▶ **Supplied text**
Officials called the current development of the coronavirus pandemic in Greece “difficult” at a live briefing on Wednesday, with a steep rise in patients on ventilators and ambulance use to take ill people to hospitals, but insisted it was “manageable”.
Health Minister Vassilis Kikilias appealed to the private sector doctors to help out in the National Health System (ESY), which he said was stretched to the limits.
In total, Greece has 1,400 ICU beds dedicated to Covid, Kikilias said, with 650 beds in ICUs in Attica Region in total. Of these 650 ICU beds, 381 are dedicated to Covid patients. In terms of plain Covid-dedicated beds, Attica Region has 2,961, he said.
In terms of numbers, a total of 4,648 Covid patients are currently hospitalized, 1,000 of whom were admitted this week. “With 3,465 Covid-19 infections reported today, we can confirm we are at the toughest point of the pandemic’s development, and the ESY is on high emergency mode,” the minister said, but insisted that hospitalized coronavirus patients would find a bed in an ICu within 24 hours.
The spread of coronavirus was also evident in rural areas, as well, Kikilias said, and he appealed for more private sector doctors to help out. So far 45 specialists and general pathologists had signed up through the Athens Medical Association and the Attica Region director’s efforts. If no more came forward, he would resort to requisitions, he said.

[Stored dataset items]

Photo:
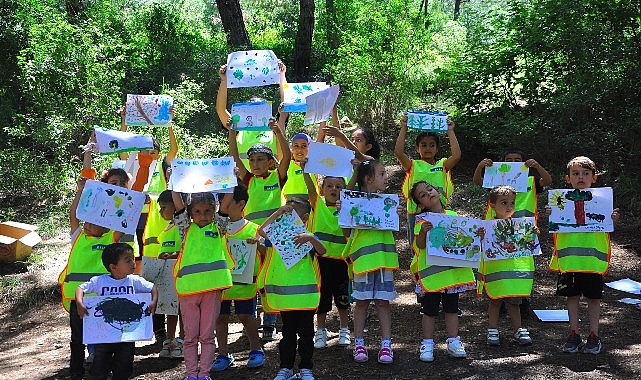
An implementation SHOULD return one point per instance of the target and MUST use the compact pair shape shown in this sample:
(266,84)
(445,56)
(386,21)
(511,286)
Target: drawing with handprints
(110,206)
(281,234)
(510,238)
(575,210)
(513,174)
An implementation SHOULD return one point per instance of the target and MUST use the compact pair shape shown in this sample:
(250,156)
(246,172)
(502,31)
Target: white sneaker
(455,348)
(320,341)
(344,338)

▶ **Assigned task**
In the text about Greece's coronavirus situation, how many ICU beds in Attica Region are dedicated to Covid patients? These items have no connection to the text about Greece's coronavirus situation.

▶ **Solution below**
381